* _TASK DESCRIPTION_: Quote the following records word for word, covering all of them.

::::

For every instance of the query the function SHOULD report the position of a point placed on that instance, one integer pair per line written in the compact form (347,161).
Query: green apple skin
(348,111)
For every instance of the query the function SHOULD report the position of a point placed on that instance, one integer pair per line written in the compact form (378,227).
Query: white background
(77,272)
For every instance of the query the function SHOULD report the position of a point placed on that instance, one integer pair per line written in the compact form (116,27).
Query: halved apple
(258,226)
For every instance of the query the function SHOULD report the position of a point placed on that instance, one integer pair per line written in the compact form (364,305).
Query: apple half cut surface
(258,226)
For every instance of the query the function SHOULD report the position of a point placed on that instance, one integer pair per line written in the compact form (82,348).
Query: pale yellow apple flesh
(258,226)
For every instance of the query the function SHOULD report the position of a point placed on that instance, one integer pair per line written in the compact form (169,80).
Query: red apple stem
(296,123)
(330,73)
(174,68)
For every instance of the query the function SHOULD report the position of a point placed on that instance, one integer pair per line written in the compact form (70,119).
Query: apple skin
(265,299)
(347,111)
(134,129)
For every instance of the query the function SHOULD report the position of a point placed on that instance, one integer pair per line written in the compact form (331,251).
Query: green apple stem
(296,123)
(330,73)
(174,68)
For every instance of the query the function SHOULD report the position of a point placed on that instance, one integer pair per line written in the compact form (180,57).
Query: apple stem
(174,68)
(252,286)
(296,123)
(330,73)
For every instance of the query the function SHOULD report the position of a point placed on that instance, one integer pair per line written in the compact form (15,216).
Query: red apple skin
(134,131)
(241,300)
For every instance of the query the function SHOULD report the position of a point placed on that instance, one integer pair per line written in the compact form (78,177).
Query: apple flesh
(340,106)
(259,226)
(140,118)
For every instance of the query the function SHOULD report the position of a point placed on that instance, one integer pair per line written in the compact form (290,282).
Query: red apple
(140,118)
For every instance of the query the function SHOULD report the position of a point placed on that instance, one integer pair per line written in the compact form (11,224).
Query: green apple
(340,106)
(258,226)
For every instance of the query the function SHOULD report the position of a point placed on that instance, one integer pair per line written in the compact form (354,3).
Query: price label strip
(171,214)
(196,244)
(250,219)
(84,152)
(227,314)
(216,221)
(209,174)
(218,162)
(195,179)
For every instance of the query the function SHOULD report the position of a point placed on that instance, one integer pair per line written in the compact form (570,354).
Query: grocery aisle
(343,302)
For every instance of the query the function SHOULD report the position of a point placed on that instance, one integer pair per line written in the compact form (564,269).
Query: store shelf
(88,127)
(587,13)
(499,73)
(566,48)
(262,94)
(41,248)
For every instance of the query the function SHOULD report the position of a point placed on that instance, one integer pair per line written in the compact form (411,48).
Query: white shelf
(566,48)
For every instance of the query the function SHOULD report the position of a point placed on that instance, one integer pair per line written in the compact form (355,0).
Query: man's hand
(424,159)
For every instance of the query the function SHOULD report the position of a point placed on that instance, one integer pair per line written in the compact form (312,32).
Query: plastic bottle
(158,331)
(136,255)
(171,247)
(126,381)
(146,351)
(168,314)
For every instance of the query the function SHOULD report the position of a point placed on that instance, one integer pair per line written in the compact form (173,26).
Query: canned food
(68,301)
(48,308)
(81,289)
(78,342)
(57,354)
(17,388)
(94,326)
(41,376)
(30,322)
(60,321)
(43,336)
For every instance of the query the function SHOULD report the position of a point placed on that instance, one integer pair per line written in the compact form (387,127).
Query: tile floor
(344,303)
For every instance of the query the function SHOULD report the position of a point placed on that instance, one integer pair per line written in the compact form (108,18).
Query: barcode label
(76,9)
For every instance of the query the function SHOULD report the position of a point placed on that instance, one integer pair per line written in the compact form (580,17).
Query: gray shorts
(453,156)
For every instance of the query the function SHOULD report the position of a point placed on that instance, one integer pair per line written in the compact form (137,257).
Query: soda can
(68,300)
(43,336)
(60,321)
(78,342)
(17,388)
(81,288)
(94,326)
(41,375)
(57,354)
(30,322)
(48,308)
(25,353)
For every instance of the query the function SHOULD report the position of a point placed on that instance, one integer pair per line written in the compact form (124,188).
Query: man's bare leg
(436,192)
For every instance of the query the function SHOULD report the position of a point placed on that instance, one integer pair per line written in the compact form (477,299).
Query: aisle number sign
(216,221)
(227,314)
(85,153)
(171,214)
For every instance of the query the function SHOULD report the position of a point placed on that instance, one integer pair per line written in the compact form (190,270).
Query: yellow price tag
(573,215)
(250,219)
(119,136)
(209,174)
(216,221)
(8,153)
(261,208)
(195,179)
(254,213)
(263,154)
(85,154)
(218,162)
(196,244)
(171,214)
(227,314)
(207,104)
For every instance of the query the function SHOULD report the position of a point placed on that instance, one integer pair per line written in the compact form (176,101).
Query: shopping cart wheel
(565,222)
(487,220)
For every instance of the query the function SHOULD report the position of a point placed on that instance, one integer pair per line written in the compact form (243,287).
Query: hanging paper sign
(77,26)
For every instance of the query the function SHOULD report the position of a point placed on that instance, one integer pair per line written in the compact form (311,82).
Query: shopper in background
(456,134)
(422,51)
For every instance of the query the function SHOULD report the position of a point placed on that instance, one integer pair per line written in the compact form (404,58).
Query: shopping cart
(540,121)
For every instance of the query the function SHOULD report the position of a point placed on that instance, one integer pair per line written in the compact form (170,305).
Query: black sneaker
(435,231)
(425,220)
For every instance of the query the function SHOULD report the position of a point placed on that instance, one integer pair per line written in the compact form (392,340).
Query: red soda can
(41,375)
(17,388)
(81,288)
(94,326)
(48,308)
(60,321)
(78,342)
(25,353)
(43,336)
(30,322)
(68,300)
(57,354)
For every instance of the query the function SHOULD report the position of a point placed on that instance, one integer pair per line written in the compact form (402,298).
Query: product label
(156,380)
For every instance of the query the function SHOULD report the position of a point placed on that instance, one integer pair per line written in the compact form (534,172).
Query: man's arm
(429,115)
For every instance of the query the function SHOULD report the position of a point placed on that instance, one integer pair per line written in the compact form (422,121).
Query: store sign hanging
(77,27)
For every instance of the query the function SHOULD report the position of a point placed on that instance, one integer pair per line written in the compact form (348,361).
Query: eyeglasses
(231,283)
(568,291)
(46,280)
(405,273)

::::

* _RESPONSE_:
For every instance of the query the function SHOULD report the position of a point placed on that instance, one integer pair per line written in the compact form (347,161).
Query: green apple skin
(348,111)
For every instance of the query the function SHOULD report the position of a point placed on that instance, one integer pair per line written in the compact form (378,227).
Query: white background
(77,272)
For every instance of the query the function SHOULD report the position of a point placed on that instance, one integer pair per line written in the compact form (116,27).
Query: halved apple
(258,226)
For every instance of the query the function SHOULD report the position of a point placed on that instance, one integer pair per line written in the compact form (364,305).
Query: apple half cut surface
(258,226)
For every instance of the query the function SHOULD report the position of a point placed on that instance, one integer pair per line written in the compact form (82,348).
Query: pale yellow apple flesh
(258,226)
For every instance of the query the function SHOULD report the position of a point placed on that instance, one integer pair per line written in the compact form (169,80).
Query: red apple stem
(296,123)
(330,73)
(174,68)
For every instance of the query the function SHOULD report the position of a point placed on that instance, one integer pair per line written in the compact form (70,119).
Query: apple skin
(265,299)
(347,111)
(134,129)
For every instance of the query the function SHOULD report the position of a point placed on that instance, one integer pair per line written in the compact form (331,251).
Query: green apple stem
(296,123)
(330,73)
(174,68)
For every instance of the query the function SHOULD report the position of a point placed on that instance, one integer pair per line written in the compact form (180,57).
Query: apple stem
(174,68)
(252,286)
(296,123)
(330,73)
For every instance of the query the function SHOULD report the position of a point placed on that instance, one integer pair per line written in the compact form (15,216).
Query: red apple skin
(134,131)
(241,300)
For every instance of the query the function SHOULD report the position of a point placed on that instance, one integer pair per line written in the compact form (78,177).
Query: apple flesh
(340,106)
(259,226)
(140,118)
For every instance of the query the function SHOULD report the position of a point placed on that instance, one integer pair per line written in the compact form (290,282).
Query: red apple
(140,118)
For every instance of the query the function SHOULD report the position of a point placed on that instance, one integer pair per line written in the compact form (11,224).
Query: green apple
(340,106)
(258,226)
For every instance of the query the function SHOULD report the position of a point placed on that instance, one integer pair per line written in the compact form (354,3).
Query: price label strip
(171,214)
(196,244)
(250,219)
(84,152)
(227,314)
(216,221)
(209,174)
(218,162)
(195,179)
For every instance of the query the function SHOULD report the position of a point placed on that instance, one integer pair per line written in the compact form (570,354).
Query: grocery aisle
(343,302)
For every instance of the query the function SHOULD report the position of a point placed on that instance, one integer pair per line written in the compact form (564,269).
Query: store shelf
(88,127)
(587,13)
(499,73)
(566,48)
(262,94)
(41,248)
For every instance of the query the function SHOULD report the position of a point placed on that instance, one integer pair per line written in the compact form (411,48).
Query: white shelf
(566,48)
For every instance of the query the function SHOULD report the position of a point placed on that instance, one integer pair per line written in the compact form (355,0).
Query: man's hand
(424,159)
For every instance of the query the function SHOULD report the position of a point placed on that instance, one integer pair per line written in the compact form (312,32).
Query: plastic bottle
(158,331)
(136,255)
(171,247)
(126,381)
(146,351)
(168,314)
For every instance of the query the function SHOULD report the position of a point placed on that instance, one integer pair per line written in the compact form (173,26).
Query: canned food
(68,301)
(48,308)
(81,289)
(78,342)
(57,354)
(17,388)
(94,326)
(41,376)
(30,322)
(60,321)
(43,336)
For every instance of the query the function SHOULD report the position of a point placed on that instance, one integer pair per line written in the compact form (387,127).
Query: tile floor
(344,303)
For every instance of the query the function SHOULD report the position of a point placed on that instance, one integer pair per line written in the compact form (108,18).
Query: barcode label
(76,9)
For every instance of the query the function SHOULD report the position of a point placed on that instance, one integer pair per line written in the compact form (580,17).
Query: gray shorts
(453,156)
For every instance of the query the function SHOULD report the position of a point placed on that instance, one integer pair per line written in the compact form (137,257).
Query: soda can
(68,300)
(43,336)
(60,321)
(78,342)
(17,388)
(81,288)
(94,326)
(41,375)
(57,354)
(30,322)
(48,308)
(25,353)
For every instance of the query the function SHOULD report the position of a point placed on that instance, one integer pair per line written in the compact form (124,188).
Query: man's bare leg
(436,192)
For every instance of the query the function SHOULD report the position of a point placed on that instance, one integer pair per line written in the compact form (477,299).
Query: aisle number sign
(216,221)
(227,314)
(85,153)
(171,214)
For every instance of the query the function SHOULD report the position of a point placed on that instance, one integer pair per line written in the compact form (190,270).
Query: yellow price tag
(573,215)
(250,219)
(119,136)
(209,174)
(216,221)
(8,153)
(261,208)
(195,179)
(254,213)
(263,154)
(85,154)
(218,162)
(196,244)
(171,214)
(227,314)
(207,104)
For every instance of the query the function SHOULD report the position of a point placed on that instance, one integer pair per line written in the compact form (176,101).
Query: shopping cart wheel
(565,222)
(487,220)
For every instance of the query the function SHOULD report the position of a point placed on that instance, one integer pair per line written in the compact form (243,287).
Query: hanging paper sign
(77,26)
For every instance of the query the function SHOULD report the position of a point placed on that instance, one integer pair per line written in the compact form (311,82).
Query: shopper in background
(456,134)
(422,51)
For every instance of the query the function SHOULD report the position of a point placed on that instance, one integer pair per line written in the compact form (404,58).
Query: shopping cart
(540,121)
For every instance of the query the function SHOULD report the position of a point placed on that instance, one integer pair per line written in the compact form (170,305).
Query: black sneaker
(435,231)
(425,220)
For every instance of the query the function SHOULD report the position of a point placed on that instance, one integer pair per line written in the compact form (392,340).
Query: red soda can
(41,375)
(17,388)
(81,288)
(94,326)
(48,308)
(60,321)
(78,342)
(25,353)
(43,336)
(30,322)
(68,300)
(57,354)
For every instance of the query the function SHOULD report the position of a point placed on that instance, one integer pair per line written in the compact form (402,298).
Query: product label
(156,380)
For every instance of the query the function SHOULD report the position of a point placed on that instance, one integer pair per line written in the compact form (534,172).
Query: man's arm
(429,115)
For every instance of the query the function SHOULD report the position of a point placed on that instance, one integer pair per line written in the compact form (422,121).
Query: store sign hanging
(77,27)
For every instance of the query the function SHOULD report the position of a point placed on that instance, one integer pair per line written in the compact form (348,361).
Query: eyeglasses
(231,283)
(568,291)
(46,280)
(405,273)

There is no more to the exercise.